**TASK DATA:**
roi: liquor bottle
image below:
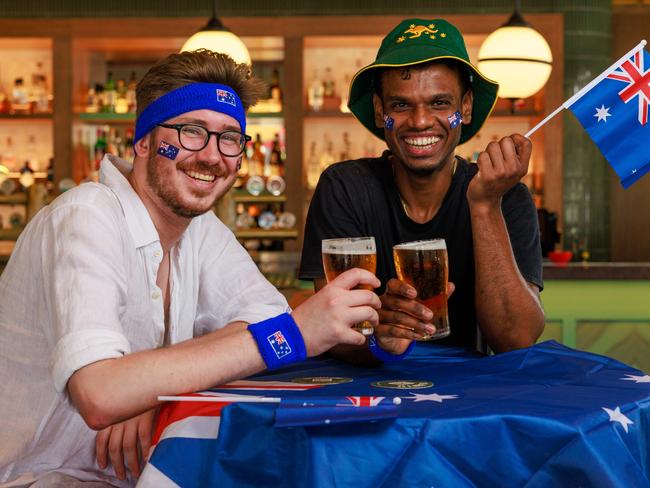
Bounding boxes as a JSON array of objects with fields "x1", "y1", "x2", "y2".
[
  {"x1": 269, "y1": 134, "x2": 284, "y2": 177},
  {"x1": 72, "y1": 129, "x2": 93, "y2": 184},
  {"x1": 115, "y1": 78, "x2": 129, "y2": 114},
  {"x1": 307, "y1": 70, "x2": 325, "y2": 112},
  {"x1": 31, "y1": 61, "x2": 50, "y2": 113},
  {"x1": 0, "y1": 66, "x2": 9, "y2": 114},
  {"x1": 25, "y1": 134, "x2": 41, "y2": 171},
  {"x1": 95, "y1": 83, "x2": 107, "y2": 112},
  {"x1": 323, "y1": 66, "x2": 336, "y2": 98},
  {"x1": 93, "y1": 129, "x2": 107, "y2": 173},
  {"x1": 85, "y1": 86, "x2": 99, "y2": 114},
  {"x1": 123, "y1": 127, "x2": 135, "y2": 161},
  {"x1": 104, "y1": 71, "x2": 117, "y2": 113},
  {"x1": 269, "y1": 68, "x2": 282, "y2": 111},
  {"x1": 318, "y1": 134, "x2": 336, "y2": 173},
  {"x1": 0, "y1": 84, "x2": 9, "y2": 114},
  {"x1": 248, "y1": 134, "x2": 264, "y2": 176},
  {"x1": 307, "y1": 141, "x2": 320, "y2": 190},
  {"x1": 11, "y1": 78, "x2": 30, "y2": 114},
  {"x1": 340, "y1": 132, "x2": 351, "y2": 161},
  {"x1": 126, "y1": 71, "x2": 138, "y2": 114},
  {"x1": 2, "y1": 136, "x2": 18, "y2": 171},
  {"x1": 106, "y1": 127, "x2": 120, "y2": 156},
  {"x1": 339, "y1": 74, "x2": 352, "y2": 113}
]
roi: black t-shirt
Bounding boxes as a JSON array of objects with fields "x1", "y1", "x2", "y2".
[{"x1": 299, "y1": 151, "x2": 543, "y2": 347}]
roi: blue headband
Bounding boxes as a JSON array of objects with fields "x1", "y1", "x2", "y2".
[{"x1": 135, "y1": 83, "x2": 246, "y2": 142}]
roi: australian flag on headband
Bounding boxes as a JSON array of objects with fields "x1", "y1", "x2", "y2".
[
  {"x1": 138, "y1": 342, "x2": 650, "y2": 488},
  {"x1": 217, "y1": 88, "x2": 237, "y2": 107},
  {"x1": 569, "y1": 46, "x2": 650, "y2": 188}
]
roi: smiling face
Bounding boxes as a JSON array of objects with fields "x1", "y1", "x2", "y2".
[
  {"x1": 373, "y1": 63, "x2": 472, "y2": 175},
  {"x1": 133, "y1": 110, "x2": 241, "y2": 218}
]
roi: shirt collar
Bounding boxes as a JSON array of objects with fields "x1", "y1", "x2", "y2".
[{"x1": 99, "y1": 154, "x2": 160, "y2": 247}]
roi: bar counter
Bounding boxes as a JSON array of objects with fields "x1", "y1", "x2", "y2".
[{"x1": 544, "y1": 262, "x2": 650, "y2": 280}]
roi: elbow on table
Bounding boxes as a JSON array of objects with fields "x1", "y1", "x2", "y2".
[{"x1": 68, "y1": 370, "x2": 120, "y2": 430}]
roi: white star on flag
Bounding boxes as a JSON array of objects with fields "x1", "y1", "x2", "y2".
[
  {"x1": 602, "y1": 407, "x2": 634, "y2": 433},
  {"x1": 594, "y1": 105, "x2": 612, "y2": 123},
  {"x1": 621, "y1": 376, "x2": 650, "y2": 383},
  {"x1": 404, "y1": 393, "x2": 458, "y2": 403}
]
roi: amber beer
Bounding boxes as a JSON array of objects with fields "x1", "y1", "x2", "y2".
[
  {"x1": 322, "y1": 237, "x2": 377, "y2": 335},
  {"x1": 393, "y1": 239, "x2": 450, "y2": 340}
]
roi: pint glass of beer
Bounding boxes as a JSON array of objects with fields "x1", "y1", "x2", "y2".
[
  {"x1": 322, "y1": 237, "x2": 377, "y2": 335},
  {"x1": 393, "y1": 239, "x2": 450, "y2": 341}
]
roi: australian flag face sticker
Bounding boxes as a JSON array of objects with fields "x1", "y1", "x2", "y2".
[
  {"x1": 447, "y1": 110, "x2": 463, "y2": 129},
  {"x1": 266, "y1": 330, "x2": 291, "y2": 359},
  {"x1": 384, "y1": 114, "x2": 395, "y2": 130},
  {"x1": 217, "y1": 88, "x2": 237, "y2": 107},
  {"x1": 158, "y1": 141, "x2": 180, "y2": 160}
]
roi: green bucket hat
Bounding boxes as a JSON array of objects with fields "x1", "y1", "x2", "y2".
[{"x1": 348, "y1": 19, "x2": 499, "y2": 144}]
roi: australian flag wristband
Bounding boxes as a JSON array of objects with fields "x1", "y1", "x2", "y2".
[
  {"x1": 248, "y1": 313, "x2": 307, "y2": 369},
  {"x1": 368, "y1": 334, "x2": 415, "y2": 363}
]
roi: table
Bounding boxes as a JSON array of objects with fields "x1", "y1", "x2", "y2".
[{"x1": 138, "y1": 341, "x2": 650, "y2": 488}]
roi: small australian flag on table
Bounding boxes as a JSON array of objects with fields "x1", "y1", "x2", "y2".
[
  {"x1": 158, "y1": 141, "x2": 179, "y2": 159},
  {"x1": 266, "y1": 330, "x2": 291, "y2": 359}
]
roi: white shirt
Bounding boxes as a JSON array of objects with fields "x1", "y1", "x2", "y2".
[{"x1": 0, "y1": 157, "x2": 289, "y2": 486}]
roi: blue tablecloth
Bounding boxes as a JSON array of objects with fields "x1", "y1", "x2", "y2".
[{"x1": 140, "y1": 342, "x2": 650, "y2": 488}]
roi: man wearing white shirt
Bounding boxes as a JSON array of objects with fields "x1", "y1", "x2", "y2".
[{"x1": 0, "y1": 51, "x2": 380, "y2": 487}]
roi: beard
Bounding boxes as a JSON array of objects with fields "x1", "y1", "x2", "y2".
[{"x1": 147, "y1": 155, "x2": 222, "y2": 219}]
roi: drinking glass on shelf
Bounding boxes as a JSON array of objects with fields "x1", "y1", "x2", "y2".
[
  {"x1": 393, "y1": 239, "x2": 450, "y2": 341},
  {"x1": 322, "y1": 237, "x2": 377, "y2": 335}
]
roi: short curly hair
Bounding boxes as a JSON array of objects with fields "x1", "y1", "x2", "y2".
[{"x1": 135, "y1": 49, "x2": 266, "y2": 116}]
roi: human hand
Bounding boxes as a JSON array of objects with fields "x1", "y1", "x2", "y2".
[
  {"x1": 375, "y1": 278, "x2": 455, "y2": 354},
  {"x1": 467, "y1": 134, "x2": 533, "y2": 205},
  {"x1": 95, "y1": 408, "x2": 156, "y2": 480},
  {"x1": 291, "y1": 268, "x2": 381, "y2": 356}
]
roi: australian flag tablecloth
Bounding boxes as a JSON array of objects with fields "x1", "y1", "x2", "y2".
[{"x1": 138, "y1": 342, "x2": 650, "y2": 488}]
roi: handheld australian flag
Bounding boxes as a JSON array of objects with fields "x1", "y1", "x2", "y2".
[{"x1": 568, "y1": 43, "x2": 650, "y2": 188}]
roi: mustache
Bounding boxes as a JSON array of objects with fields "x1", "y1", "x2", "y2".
[{"x1": 178, "y1": 161, "x2": 227, "y2": 178}]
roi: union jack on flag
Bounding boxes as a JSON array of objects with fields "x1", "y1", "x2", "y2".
[
  {"x1": 447, "y1": 110, "x2": 463, "y2": 129},
  {"x1": 564, "y1": 42, "x2": 650, "y2": 188},
  {"x1": 266, "y1": 330, "x2": 291, "y2": 359},
  {"x1": 346, "y1": 396, "x2": 386, "y2": 407}
]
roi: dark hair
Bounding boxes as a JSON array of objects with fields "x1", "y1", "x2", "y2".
[
  {"x1": 135, "y1": 49, "x2": 266, "y2": 116},
  {"x1": 372, "y1": 58, "x2": 472, "y2": 98}
]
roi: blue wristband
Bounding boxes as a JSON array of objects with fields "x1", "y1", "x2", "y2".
[
  {"x1": 368, "y1": 334, "x2": 415, "y2": 363},
  {"x1": 248, "y1": 313, "x2": 307, "y2": 369}
]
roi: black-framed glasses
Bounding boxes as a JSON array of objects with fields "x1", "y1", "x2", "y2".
[{"x1": 157, "y1": 124, "x2": 251, "y2": 157}]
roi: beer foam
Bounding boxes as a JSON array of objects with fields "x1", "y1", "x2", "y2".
[{"x1": 393, "y1": 239, "x2": 447, "y2": 251}]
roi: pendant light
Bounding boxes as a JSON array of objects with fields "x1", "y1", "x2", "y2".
[
  {"x1": 181, "y1": 0, "x2": 251, "y2": 66},
  {"x1": 478, "y1": 0, "x2": 553, "y2": 100}
]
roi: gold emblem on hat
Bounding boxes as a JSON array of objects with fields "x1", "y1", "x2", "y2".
[{"x1": 397, "y1": 24, "x2": 447, "y2": 43}]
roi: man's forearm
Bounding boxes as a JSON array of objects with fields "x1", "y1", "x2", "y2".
[
  {"x1": 68, "y1": 324, "x2": 266, "y2": 429},
  {"x1": 470, "y1": 204, "x2": 544, "y2": 352}
]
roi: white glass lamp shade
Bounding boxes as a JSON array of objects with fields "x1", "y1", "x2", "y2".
[
  {"x1": 18, "y1": 171, "x2": 34, "y2": 188},
  {"x1": 181, "y1": 29, "x2": 251, "y2": 66},
  {"x1": 0, "y1": 164, "x2": 9, "y2": 185},
  {"x1": 478, "y1": 26, "x2": 553, "y2": 98}
]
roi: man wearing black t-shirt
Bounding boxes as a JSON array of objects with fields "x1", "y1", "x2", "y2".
[{"x1": 300, "y1": 19, "x2": 544, "y2": 357}]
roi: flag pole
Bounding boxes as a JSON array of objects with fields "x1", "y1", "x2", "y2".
[
  {"x1": 524, "y1": 39, "x2": 647, "y2": 137},
  {"x1": 158, "y1": 395, "x2": 280, "y2": 403}
]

**TASK INSTRUCTIONS:** Return, word for word, every line from the line with "roi: beer foam" to the final line of the data.

**RIGHT ANSWER:**
roi: beer foam
Bounding boxes as a JSON array of objects with fields "x1", "y1", "x2", "y2".
[{"x1": 393, "y1": 239, "x2": 447, "y2": 251}]
roi: pendant light
Bounding boxes as a JSON array of objects with fields "x1", "y1", "x2", "y2".
[
  {"x1": 181, "y1": 0, "x2": 251, "y2": 66},
  {"x1": 478, "y1": 0, "x2": 553, "y2": 100}
]
roi: gold emblem on hat
Bounding boxes as a JSON array of objects with fields "x1", "y1", "x2", "y2".
[{"x1": 397, "y1": 24, "x2": 447, "y2": 43}]
roi: man's forearm
Bounding boxes as a JSON array of objects with fields "x1", "y1", "x2", "y2".
[
  {"x1": 68, "y1": 324, "x2": 266, "y2": 429},
  {"x1": 470, "y1": 204, "x2": 544, "y2": 352}
]
roi: white glass lamp shade
Bounding boxes as a JSON array of objects with fields "x1", "y1", "x2", "y2".
[
  {"x1": 18, "y1": 171, "x2": 34, "y2": 188},
  {"x1": 181, "y1": 29, "x2": 251, "y2": 66},
  {"x1": 0, "y1": 164, "x2": 9, "y2": 185},
  {"x1": 478, "y1": 26, "x2": 553, "y2": 98}
]
roi: man wearing black t-shirt
Bounding boxes as a JSON array of objects with fields "x1", "y1", "x2", "y2".
[{"x1": 300, "y1": 19, "x2": 544, "y2": 357}]
roi: flag pole
Bounding boxes as a JSON array of objects with fields "x1", "y1", "x2", "y2".
[
  {"x1": 524, "y1": 39, "x2": 647, "y2": 137},
  {"x1": 158, "y1": 395, "x2": 280, "y2": 403}
]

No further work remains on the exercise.